Region pointing data
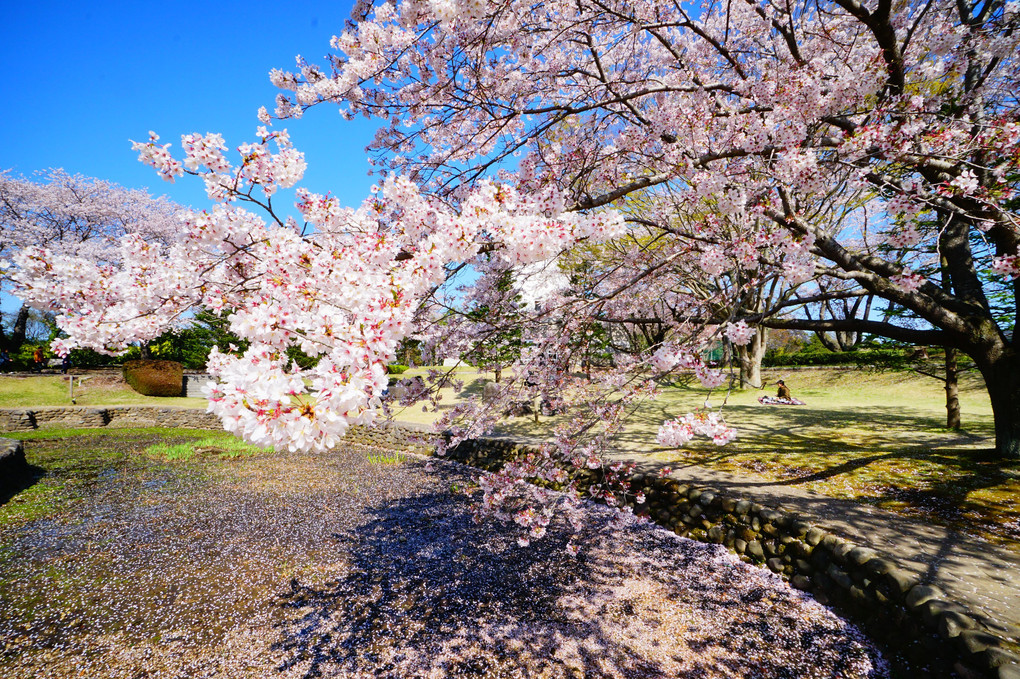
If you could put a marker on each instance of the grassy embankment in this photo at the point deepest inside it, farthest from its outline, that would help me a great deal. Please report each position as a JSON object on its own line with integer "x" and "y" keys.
{"x": 875, "y": 436}
{"x": 870, "y": 435}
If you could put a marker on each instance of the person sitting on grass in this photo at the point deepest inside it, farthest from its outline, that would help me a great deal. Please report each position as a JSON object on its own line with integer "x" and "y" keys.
{"x": 783, "y": 390}
{"x": 782, "y": 397}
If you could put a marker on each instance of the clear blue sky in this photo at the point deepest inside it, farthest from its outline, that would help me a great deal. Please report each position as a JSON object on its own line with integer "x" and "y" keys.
{"x": 82, "y": 79}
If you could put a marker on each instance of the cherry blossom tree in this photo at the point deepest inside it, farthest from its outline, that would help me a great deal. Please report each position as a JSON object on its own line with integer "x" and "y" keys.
{"x": 763, "y": 111}
{"x": 72, "y": 214}
{"x": 750, "y": 141}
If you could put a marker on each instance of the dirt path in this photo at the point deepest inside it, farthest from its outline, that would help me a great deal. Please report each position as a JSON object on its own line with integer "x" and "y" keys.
{"x": 347, "y": 565}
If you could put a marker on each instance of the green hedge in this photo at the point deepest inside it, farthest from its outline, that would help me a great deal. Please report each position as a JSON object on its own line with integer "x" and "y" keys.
{"x": 870, "y": 357}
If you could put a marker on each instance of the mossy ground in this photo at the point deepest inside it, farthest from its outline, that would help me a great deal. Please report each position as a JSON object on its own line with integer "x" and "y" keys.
{"x": 875, "y": 436}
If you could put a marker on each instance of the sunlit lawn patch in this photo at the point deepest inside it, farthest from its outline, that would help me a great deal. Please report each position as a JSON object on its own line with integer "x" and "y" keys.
{"x": 870, "y": 435}
{"x": 96, "y": 389}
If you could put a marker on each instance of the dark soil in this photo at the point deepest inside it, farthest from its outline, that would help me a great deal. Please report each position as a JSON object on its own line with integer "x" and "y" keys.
{"x": 120, "y": 565}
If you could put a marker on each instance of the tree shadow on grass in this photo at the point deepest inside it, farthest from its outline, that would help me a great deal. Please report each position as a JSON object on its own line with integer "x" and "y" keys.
{"x": 9, "y": 487}
{"x": 429, "y": 589}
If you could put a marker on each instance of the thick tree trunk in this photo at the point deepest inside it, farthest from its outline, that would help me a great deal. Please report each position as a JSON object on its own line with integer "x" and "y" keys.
{"x": 20, "y": 327}
{"x": 1002, "y": 377}
{"x": 952, "y": 389}
{"x": 750, "y": 358}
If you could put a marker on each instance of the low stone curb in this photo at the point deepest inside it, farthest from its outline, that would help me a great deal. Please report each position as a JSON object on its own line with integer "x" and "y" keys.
{"x": 890, "y": 604}
{"x": 20, "y": 419}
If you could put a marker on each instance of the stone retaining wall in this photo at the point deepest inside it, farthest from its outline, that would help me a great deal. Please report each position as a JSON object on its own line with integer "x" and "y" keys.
{"x": 16, "y": 419}
{"x": 890, "y": 604}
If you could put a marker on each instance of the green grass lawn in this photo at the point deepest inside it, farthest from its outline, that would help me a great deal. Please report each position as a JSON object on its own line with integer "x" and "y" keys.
{"x": 876, "y": 436}
{"x": 95, "y": 389}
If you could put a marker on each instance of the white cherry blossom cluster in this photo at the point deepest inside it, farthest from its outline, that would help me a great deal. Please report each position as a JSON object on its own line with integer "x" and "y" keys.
{"x": 1007, "y": 265}
{"x": 679, "y": 431}
{"x": 159, "y": 157}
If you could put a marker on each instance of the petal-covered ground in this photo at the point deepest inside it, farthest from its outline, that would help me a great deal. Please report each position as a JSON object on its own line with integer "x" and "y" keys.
{"x": 350, "y": 565}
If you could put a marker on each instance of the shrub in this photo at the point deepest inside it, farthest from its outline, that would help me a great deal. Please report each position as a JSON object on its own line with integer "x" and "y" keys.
{"x": 153, "y": 377}
{"x": 868, "y": 357}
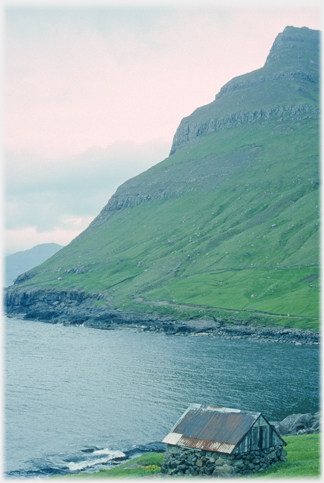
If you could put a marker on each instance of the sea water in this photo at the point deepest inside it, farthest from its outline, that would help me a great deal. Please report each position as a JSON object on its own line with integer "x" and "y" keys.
{"x": 80, "y": 399}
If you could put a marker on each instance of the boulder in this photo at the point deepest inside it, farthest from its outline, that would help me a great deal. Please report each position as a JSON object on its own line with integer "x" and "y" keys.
{"x": 299, "y": 424}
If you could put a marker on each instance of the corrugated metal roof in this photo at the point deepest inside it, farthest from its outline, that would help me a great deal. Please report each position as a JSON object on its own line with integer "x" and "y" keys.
{"x": 211, "y": 428}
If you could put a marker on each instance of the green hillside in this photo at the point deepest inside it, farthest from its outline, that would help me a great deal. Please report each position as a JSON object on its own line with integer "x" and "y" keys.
{"x": 230, "y": 220}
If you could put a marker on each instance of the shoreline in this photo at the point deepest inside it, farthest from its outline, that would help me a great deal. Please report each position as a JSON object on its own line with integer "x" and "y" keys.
{"x": 198, "y": 328}
{"x": 78, "y": 308}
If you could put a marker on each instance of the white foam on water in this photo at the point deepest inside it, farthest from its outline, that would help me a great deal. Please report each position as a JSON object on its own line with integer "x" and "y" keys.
{"x": 112, "y": 454}
{"x": 81, "y": 465}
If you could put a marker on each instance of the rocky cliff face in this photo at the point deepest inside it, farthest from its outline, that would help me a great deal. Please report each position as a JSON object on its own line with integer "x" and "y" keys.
{"x": 294, "y": 50}
{"x": 228, "y": 224}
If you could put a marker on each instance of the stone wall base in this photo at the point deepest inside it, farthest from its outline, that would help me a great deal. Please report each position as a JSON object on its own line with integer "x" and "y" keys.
{"x": 187, "y": 461}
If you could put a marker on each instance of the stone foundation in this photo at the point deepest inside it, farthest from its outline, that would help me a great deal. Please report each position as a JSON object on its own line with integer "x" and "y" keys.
{"x": 187, "y": 461}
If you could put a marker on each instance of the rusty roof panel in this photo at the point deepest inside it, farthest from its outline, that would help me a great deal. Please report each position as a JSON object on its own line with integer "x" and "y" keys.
{"x": 206, "y": 445}
{"x": 212, "y": 428}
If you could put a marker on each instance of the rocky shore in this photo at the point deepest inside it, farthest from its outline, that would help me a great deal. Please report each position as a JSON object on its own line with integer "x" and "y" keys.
{"x": 80, "y": 309}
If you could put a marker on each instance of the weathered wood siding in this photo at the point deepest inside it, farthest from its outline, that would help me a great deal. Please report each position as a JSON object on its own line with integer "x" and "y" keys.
{"x": 260, "y": 436}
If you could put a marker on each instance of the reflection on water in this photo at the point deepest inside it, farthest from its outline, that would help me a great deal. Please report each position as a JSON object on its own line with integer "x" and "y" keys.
{"x": 68, "y": 388}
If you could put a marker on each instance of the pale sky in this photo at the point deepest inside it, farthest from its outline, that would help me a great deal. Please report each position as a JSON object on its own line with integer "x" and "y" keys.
{"x": 93, "y": 95}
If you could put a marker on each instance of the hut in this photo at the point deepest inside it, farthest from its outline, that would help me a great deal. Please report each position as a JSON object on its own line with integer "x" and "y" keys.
{"x": 211, "y": 440}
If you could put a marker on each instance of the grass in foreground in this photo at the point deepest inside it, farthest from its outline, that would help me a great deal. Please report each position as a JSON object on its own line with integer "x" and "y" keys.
{"x": 303, "y": 455}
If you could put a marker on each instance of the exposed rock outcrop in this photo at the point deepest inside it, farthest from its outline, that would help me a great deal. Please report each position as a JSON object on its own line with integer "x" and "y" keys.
{"x": 187, "y": 132}
{"x": 299, "y": 424}
{"x": 78, "y": 308}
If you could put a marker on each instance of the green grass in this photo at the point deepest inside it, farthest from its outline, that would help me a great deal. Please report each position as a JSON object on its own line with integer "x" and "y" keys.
{"x": 303, "y": 461}
{"x": 303, "y": 458}
{"x": 238, "y": 229}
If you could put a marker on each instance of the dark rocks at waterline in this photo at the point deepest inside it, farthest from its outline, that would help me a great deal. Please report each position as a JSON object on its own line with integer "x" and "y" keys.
{"x": 295, "y": 424}
{"x": 77, "y": 308}
{"x": 180, "y": 461}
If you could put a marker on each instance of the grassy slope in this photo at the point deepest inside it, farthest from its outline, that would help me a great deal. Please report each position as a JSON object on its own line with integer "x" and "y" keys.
{"x": 250, "y": 244}
{"x": 303, "y": 460}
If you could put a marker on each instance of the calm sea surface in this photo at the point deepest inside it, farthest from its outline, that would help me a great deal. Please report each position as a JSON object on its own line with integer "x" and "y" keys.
{"x": 77, "y": 398}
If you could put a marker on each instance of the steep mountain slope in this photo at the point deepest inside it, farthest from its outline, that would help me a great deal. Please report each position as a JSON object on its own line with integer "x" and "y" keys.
{"x": 20, "y": 262}
{"x": 230, "y": 220}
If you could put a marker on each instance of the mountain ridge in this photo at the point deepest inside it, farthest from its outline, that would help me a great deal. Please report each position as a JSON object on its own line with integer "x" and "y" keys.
{"x": 229, "y": 219}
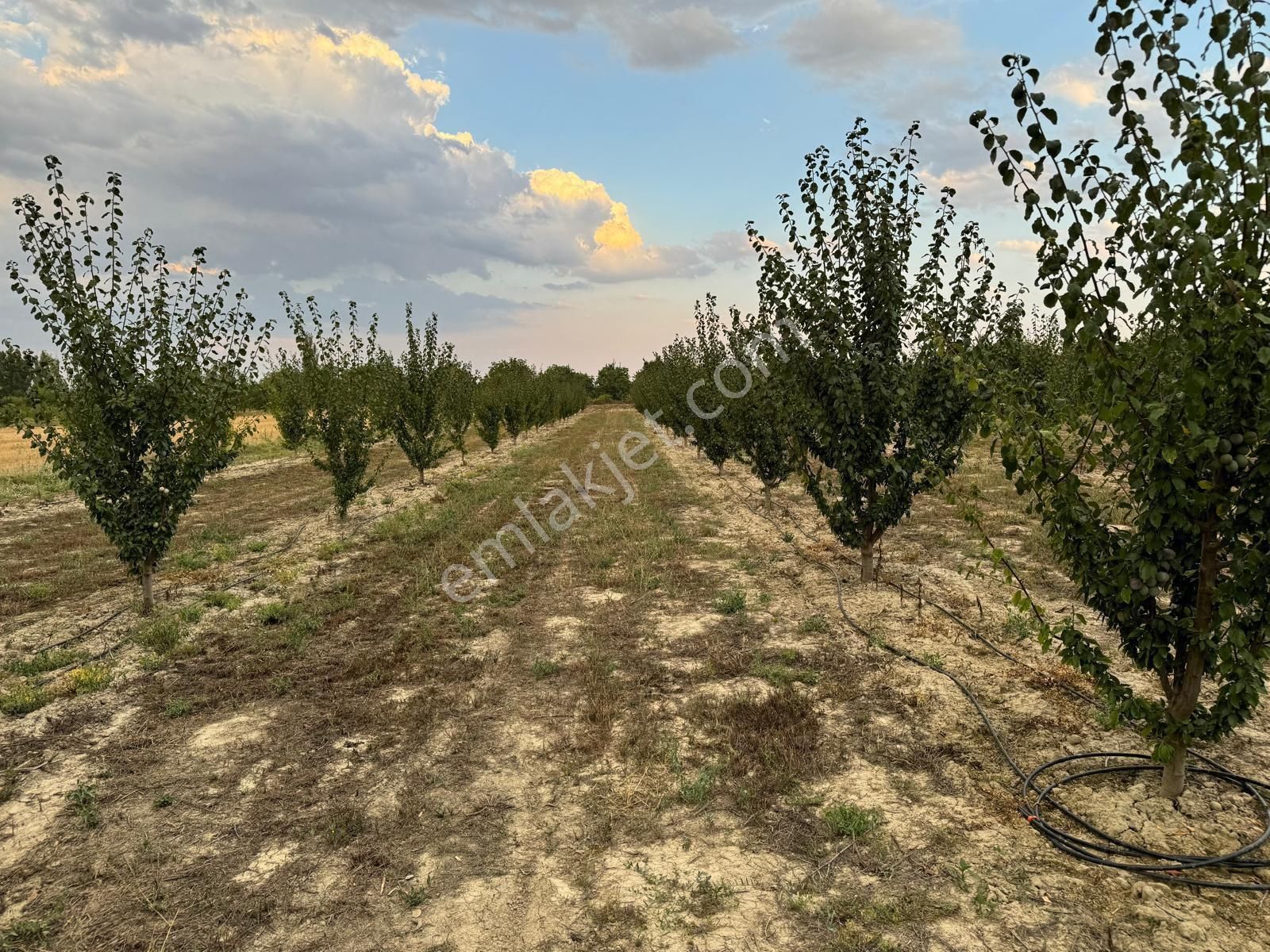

**What the task requires**
An exact restatement is expected of the lines from the line containing "of the calm" to the end of the data above, pictures excluded.

**Result**
If you could put a marker on each instance of the calm sea surface in this photo at the point deepest inside it, farthest from its outline, that would help me a great deal. Please report each position as a JSON object on its own line with integer "x" and "y" keys.
{"x": 77, "y": 398}
If you could put a marker on each instance of the steep mountain slope in this photo at the point deepest inside it, farthest from its outline, that would help me a great deal. Please report each position as a JSON object on its own line with integer "x" and "y" keys.
{"x": 20, "y": 262}
{"x": 230, "y": 220}
If you could put a marker on each instance of the mountain ridge in this photo at the point deepest inside it, farthest from its outline, that would help me a great deal. Please report each position as a JSON object on its own line with integer "x" and "y" keys.
{"x": 229, "y": 219}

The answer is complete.